=== Records for processing ===

------------------------------------------------------------

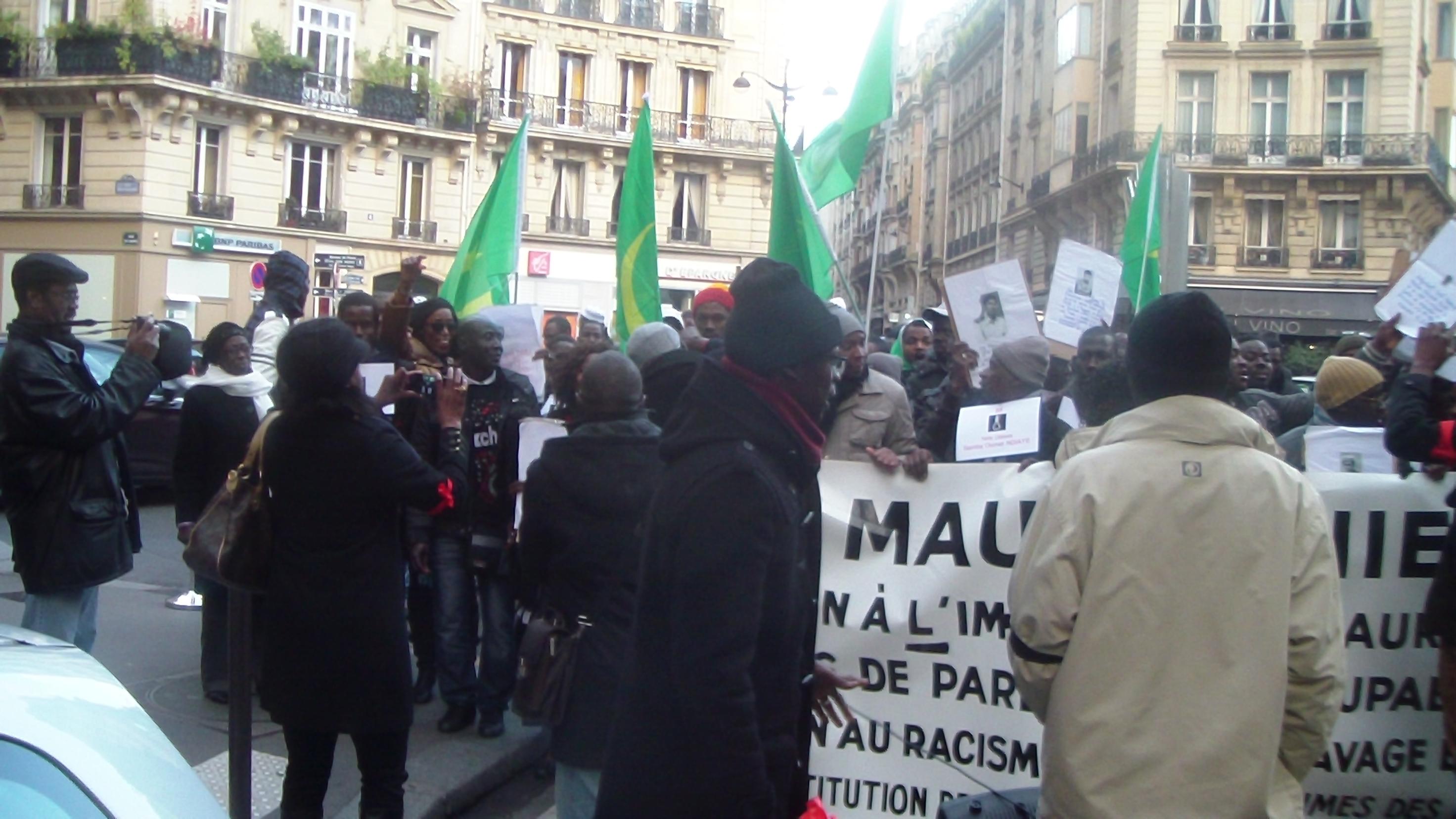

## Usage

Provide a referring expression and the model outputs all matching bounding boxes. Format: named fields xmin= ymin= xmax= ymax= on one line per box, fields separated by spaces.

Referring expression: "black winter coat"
xmin=172 ymin=385 xmax=258 ymax=523
xmin=597 ymin=360 xmax=819 ymax=819
xmin=0 ymin=320 xmax=162 ymax=594
xmin=518 ymin=418 xmax=663 ymax=771
xmin=259 ymin=412 xmax=464 ymax=733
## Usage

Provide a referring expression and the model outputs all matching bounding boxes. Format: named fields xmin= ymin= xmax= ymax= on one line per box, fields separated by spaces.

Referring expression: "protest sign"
xmin=1043 ymin=239 xmax=1123 ymax=347
xmin=810 ymin=462 xmax=1456 ymax=819
xmin=955 ymin=395 xmax=1041 ymax=460
xmin=945 ymin=259 xmax=1041 ymax=367
xmin=1305 ymin=427 xmax=1395 ymax=475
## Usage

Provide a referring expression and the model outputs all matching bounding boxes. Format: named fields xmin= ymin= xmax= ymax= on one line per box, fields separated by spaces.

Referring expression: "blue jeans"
xmin=20 ymin=586 xmax=97 ymax=654
xmin=429 ymin=538 xmax=515 ymax=714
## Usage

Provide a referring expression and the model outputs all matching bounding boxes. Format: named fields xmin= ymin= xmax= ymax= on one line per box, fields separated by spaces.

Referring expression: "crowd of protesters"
xmin=8 ymin=245 xmax=1456 ymax=819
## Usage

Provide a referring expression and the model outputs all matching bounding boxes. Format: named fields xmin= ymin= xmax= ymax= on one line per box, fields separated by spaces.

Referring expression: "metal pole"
xmin=227 ymin=589 xmax=253 ymax=819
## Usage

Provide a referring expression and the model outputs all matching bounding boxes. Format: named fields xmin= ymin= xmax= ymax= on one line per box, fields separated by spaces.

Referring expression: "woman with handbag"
xmin=259 ymin=318 xmax=464 ymax=819
xmin=172 ymin=322 xmax=273 ymax=704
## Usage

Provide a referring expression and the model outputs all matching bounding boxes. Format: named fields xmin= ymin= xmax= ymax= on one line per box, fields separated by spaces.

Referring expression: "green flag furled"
xmin=802 ymin=0 xmax=900 ymax=207
xmin=1123 ymin=125 xmax=1163 ymax=314
xmin=616 ymin=99 xmax=663 ymax=344
xmin=440 ymin=114 xmax=530 ymax=316
xmin=769 ymin=114 xmax=834 ymax=299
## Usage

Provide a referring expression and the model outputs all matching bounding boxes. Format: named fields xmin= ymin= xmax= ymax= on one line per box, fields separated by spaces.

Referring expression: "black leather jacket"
xmin=0 ymin=320 xmax=162 ymax=594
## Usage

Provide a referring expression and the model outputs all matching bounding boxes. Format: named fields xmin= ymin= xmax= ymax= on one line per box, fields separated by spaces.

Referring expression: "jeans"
xmin=429 ymin=538 xmax=515 ymax=714
xmin=556 ymin=762 xmax=601 ymax=819
xmin=279 ymin=726 xmax=409 ymax=819
xmin=20 ymin=586 xmax=97 ymax=654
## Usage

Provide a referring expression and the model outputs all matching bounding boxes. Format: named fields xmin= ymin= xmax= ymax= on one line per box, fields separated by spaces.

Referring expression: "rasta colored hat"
xmin=724 ymin=258 xmax=845 ymax=374
xmin=1315 ymin=356 xmax=1385 ymax=410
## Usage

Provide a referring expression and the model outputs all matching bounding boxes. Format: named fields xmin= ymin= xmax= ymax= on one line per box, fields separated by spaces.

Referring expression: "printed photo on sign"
xmin=1043 ymin=239 xmax=1123 ymax=347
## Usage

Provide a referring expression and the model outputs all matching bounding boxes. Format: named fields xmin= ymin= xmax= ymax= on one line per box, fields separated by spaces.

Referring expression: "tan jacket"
xmin=1007 ymin=396 xmax=1345 ymax=819
xmin=824 ymin=370 xmax=916 ymax=462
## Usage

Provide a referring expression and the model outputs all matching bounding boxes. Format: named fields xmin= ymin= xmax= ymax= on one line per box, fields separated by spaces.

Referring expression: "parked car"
xmin=0 ymin=335 xmax=182 ymax=490
xmin=0 ymin=624 xmax=226 ymax=819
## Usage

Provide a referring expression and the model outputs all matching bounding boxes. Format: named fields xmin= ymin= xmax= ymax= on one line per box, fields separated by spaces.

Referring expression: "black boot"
xmin=435 ymin=705 xmax=475 ymax=733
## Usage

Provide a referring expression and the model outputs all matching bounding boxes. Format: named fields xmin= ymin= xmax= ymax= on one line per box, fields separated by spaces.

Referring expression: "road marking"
xmin=192 ymin=751 xmax=288 ymax=819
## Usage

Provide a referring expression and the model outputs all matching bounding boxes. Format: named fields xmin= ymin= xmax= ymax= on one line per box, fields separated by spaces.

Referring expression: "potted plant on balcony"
xmin=243 ymin=22 xmax=310 ymax=103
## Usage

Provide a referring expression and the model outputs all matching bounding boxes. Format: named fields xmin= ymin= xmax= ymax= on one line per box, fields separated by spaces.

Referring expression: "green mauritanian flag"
xmin=616 ymin=99 xmax=663 ymax=344
xmin=440 ymin=114 xmax=530 ymax=316
xmin=1123 ymin=125 xmax=1163 ymax=314
xmin=802 ymin=0 xmax=900 ymax=207
xmin=769 ymin=115 xmax=834 ymax=299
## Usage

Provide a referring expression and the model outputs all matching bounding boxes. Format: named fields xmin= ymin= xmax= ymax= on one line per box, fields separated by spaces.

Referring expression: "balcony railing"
xmin=390 ymin=216 xmax=437 ymax=243
xmin=186 ymin=191 xmax=233 ymax=220
xmin=1309 ymin=248 xmax=1365 ymax=270
xmin=677 ymin=0 xmax=724 ymax=38
xmin=1249 ymin=23 xmax=1294 ymax=42
xmin=278 ymin=200 xmax=350 ymax=233
xmin=1325 ymin=20 xmax=1370 ymax=40
xmin=546 ymin=216 xmax=591 ymax=236
xmin=20 ymin=185 xmax=86 ymax=210
xmin=667 ymin=225 xmax=714 ymax=248
xmin=1239 ymin=248 xmax=1288 ymax=268
xmin=1174 ymin=23 xmax=1223 ymax=42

------------------------------------------------------------

=== Exercise instructions ===
Without including the pictures, reproduce all entries exactly.

=== Full response ===
## Usage

Provide a referring expression and the model outputs all matching bounding boxes. Format: named fields xmin= ymin= xmax= ymax= on one line per box, fields separated by spaces.

Referring expression: "black winter coat"
xmin=172 ymin=385 xmax=258 ymax=523
xmin=597 ymin=360 xmax=819 ymax=819
xmin=0 ymin=320 xmax=162 ymax=594
xmin=518 ymin=418 xmax=663 ymax=771
xmin=259 ymin=412 xmax=464 ymax=733
## Usage

Provide a referring expression and the model outputs all matching bounding boxes. Format: named fields xmin= ymin= xmax= ymax= on one line per box, fields separated by spaces.

Referring expression: "protest sign"
xmin=1043 ymin=239 xmax=1123 ymax=347
xmin=810 ymin=462 xmax=1456 ymax=819
xmin=955 ymin=395 xmax=1041 ymax=460
xmin=945 ymin=259 xmax=1041 ymax=367
xmin=1305 ymin=427 xmax=1395 ymax=475
## Usage

Provide a referring expression and the model outputs all matching bounding boxes. Format: named fields xmin= ymin= xmax= ymax= on one line per box, fields separated by spaces.

Referring expression: "blue jeans"
xmin=20 ymin=586 xmax=97 ymax=654
xmin=429 ymin=538 xmax=515 ymax=714
## Usage

Provide a referring expression and the model outputs all matching bounding boxes. Format: named fields xmin= ymin= xmax= ymax= on one line per box, fields separated by spaces.

Referring expression: "crowd of protesters"
xmin=8 ymin=245 xmax=1456 ymax=819
## Usage

Provide a referring expression and the model outputs all matching bounding boxes. Format: named fields xmin= ymin= xmax= ymax= on one line per box, fields separated by spaces.

Referring expression: "metal pole"
xmin=227 ymin=589 xmax=253 ymax=819
## Usage

Provide a referring expression and the model outputs all matching bounding boxes. Format: named fields xmin= ymin= xmax= ymax= on one line per box, fields separated by spaces.

Referring expression: "woman with handbag"
xmin=259 ymin=318 xmax=464 ymax=819
xmin=172 ymin=322 xmax=273 ymax=704
## Usage

Provide a referring expression and the model outputs all matching bounding boxes. Format: named fields xmin= ymin= xmax= ymax= on one line per box, fields separated by spaces.

Referring expression: "green flag furled"
xmin=802 ymin=0 xmax=900 ymax=207
xmin=1123 ymin=125 xmax=1163 ymax=314
xmin=616 ymin=99 xmax=663 ymax=344
xmin=440 ymin=114 xmax=530 ymax=316
xmin=769 ymin=114 xmax=834 ymax=299
## Usage

Provide a referring expression and the model outputs all matching bounding boxes. Format: named fields xmin= ymin= xmax= ymax= on one line per box, fields separated by spaces.

Referring expression: "black leather jacket"
xmin=0 ymin=320 xmax=162 ymax=594
## Usage

Provide a referring expression and the model outputs all matching bounding boxes. Format: named fields xmin= ymin= xmax= ymax= on one line per box, fields separated by spaces.

Referring expression: "jeans"
xmin=429 ymin=538 xmax=515 ymax=714
xmin=556 ymin=762 xmax=601 ymax=819
xmin=279 ymin=726 xmax=409 ymax=819
xmin=20 ymin=586 xmax=97 ymax=654
## Usage

Provide a referring expression and the model outputs all matching bounding boxes. Format: named fields xmin= ymin= xmax= ymax= on one line per box, fields separated by spaces.

Referring expression: "rasta colored hat"
xmin=724 ymin=258 xmax=845 ymax=374
xmin=1315 ymin=356 xmax=1385 ymax=410
## Usage

Provide a referring expression and the model outputs all matching bounding boxes. Format: named fields xmin= ymin= xmax= ymax= on one line per box, fields separated by spaces.

Referring expression: "printed photo on sign"
xmin=1043 ymin=239 xmax=1123 ymax=347
## Usage

Provide a referring expression and the model outputs all matching bounding boxes. Format: named fields xmin= ymin= xmax= ymax= on one line per box, fields separated by spaces.

Referring expression: "tan jacket"
xmin=1007 ymin=396 xmax=1345 ymax=819
xmin=824 ymin=370 xmax=916 ymax=462
## Usage

Provide a referring expression and the model outputs all matching bounding boxes. Format: named fields xmin= ymin= xmax= ymax= on one line per box, fields separated by spaces.

Referring expression: "parked car"
xmin=0 ymin=335 xmax=182 ymax=490
xmin=0 ymin=624 xmax=226 ymax=819
## Usage

Provide a referring expression and the model outputs all matching bounding boxes. Format: named fields xmin= ymin= xmax= ymax= on one line per box, fields separated by spaces.

Referring expression: "black boot"
xmin=435 ymin=705 xmax=475 ymax=733
## Usage

Provide a referring expression and the model outputs all matching bounding boxes. Format: named fields xmin= ymin= xmax= ymax= on one line per box, fields separated by spaces.

Referring expression: "road marking"
xmin=192 ymin=751 xmax=288 ymax=819
## Usage

Provide a referring expression and the model outputs all matching bounding boxes. Format: named fields xmin= ymin= xmax= ymax= on one line per box, fields separated by spaces.

Referring expression: "potted plant on balcony"
xmin=243 ymin=22 xmax=310 ymax=103
## Usage

Provide a referring expression and the model outputs all matching bounding boxes. Format: named fields xmin= ymin= xmax= ymax= on one line per box, fields separated by spaces.

Referring expression: "green mauritanian flag"
xmin=616 ymin=99 xmax=663 ymax=344
xmin=440 ymin=114 xmax=530 ymax=316
xmin=1123 ymin=125 xmax=1163 ymax=314
xmin=802 ymin=0 xmax=900 ymax=207
xmin=769 ymin=115 xmax=834 ymax=299
## Usage

Provide a referring expression and the model outputs all matching bounding boxes. Format: named fields xmin= ymin= xmax= ymax= on one line per box, fields separated by spaces.

Referring expression: "balcony railing"
xmin=390 ymin=216 xmax=437 ymax=243
xmin=186 ymin=191 xmax=233 ymax=220
xmin=1309 ymin=248 xmax=1365 ymax=270
xmin=677 ymin=0 xmax=724 ymax=38
xmin=1249 ymin=23 xmax=1294 ymax=42
xmin=278 ymin=200 xmax=350 ymax=233
xmin=1325 ymin=20 xmax=1370 ymax=40
xmin=546 ymin=216 xmax=591 ymax=236
xmin=20 ymin=185 xmax=86 ymax=210
xmin=667 ymin=225 xmax=714 ymax=248
xmin=1239 ymin=248 xmax=1288 ymax=268
xmin=1174 ymin=23 xmax=1223 ymax=42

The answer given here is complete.